Directive: Show each line of the material below that contains the word "Request", treating uppercase and lowercase as different.

Exercise material:
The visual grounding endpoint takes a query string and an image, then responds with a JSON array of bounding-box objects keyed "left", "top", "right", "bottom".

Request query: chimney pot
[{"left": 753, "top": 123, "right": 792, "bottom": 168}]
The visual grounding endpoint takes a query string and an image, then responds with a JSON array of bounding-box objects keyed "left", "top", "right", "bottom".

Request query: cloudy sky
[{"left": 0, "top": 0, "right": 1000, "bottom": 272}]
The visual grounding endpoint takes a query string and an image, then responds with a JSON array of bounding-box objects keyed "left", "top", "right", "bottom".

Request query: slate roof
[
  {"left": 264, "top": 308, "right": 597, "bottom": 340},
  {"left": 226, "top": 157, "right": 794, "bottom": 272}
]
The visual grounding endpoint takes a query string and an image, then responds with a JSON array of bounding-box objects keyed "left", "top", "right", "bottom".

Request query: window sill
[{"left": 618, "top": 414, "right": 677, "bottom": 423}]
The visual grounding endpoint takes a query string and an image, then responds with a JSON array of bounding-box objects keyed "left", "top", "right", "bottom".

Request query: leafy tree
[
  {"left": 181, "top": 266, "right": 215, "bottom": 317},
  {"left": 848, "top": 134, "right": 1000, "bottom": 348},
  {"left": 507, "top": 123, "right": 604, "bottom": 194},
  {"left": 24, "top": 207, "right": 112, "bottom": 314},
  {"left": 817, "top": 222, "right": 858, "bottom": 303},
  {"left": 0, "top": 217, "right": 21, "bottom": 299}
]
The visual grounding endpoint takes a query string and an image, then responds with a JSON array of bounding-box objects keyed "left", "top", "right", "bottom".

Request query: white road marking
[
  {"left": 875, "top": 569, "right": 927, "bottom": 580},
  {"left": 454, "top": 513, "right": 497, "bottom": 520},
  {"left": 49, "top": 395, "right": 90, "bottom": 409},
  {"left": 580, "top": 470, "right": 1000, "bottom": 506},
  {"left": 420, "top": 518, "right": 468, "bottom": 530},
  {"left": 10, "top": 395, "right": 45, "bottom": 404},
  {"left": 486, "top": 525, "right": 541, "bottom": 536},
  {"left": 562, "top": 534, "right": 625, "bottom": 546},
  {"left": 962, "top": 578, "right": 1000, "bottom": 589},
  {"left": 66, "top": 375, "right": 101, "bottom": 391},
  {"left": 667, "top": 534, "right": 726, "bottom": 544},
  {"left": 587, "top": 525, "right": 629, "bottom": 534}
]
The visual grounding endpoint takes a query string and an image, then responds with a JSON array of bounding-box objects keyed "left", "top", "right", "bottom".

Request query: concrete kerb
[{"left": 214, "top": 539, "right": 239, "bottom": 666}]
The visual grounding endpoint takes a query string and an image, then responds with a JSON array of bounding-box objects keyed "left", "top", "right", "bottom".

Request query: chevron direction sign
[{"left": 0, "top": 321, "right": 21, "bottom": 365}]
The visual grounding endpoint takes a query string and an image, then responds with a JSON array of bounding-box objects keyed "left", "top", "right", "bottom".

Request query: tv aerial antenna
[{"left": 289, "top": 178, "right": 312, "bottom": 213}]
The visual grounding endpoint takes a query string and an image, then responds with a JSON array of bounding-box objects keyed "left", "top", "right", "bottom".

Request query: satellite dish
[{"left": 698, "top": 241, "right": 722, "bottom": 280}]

Answer for this exercise:
Request query: chimney pot
Request query: cloudy sky
Request query: slate roof
Request query: window sill
Request query: leafy tree
Request query: white road marking
Request query: concrete kerb
Request query: chevron direction sign
Request query: tv aerial antenna
Request query: satellite dish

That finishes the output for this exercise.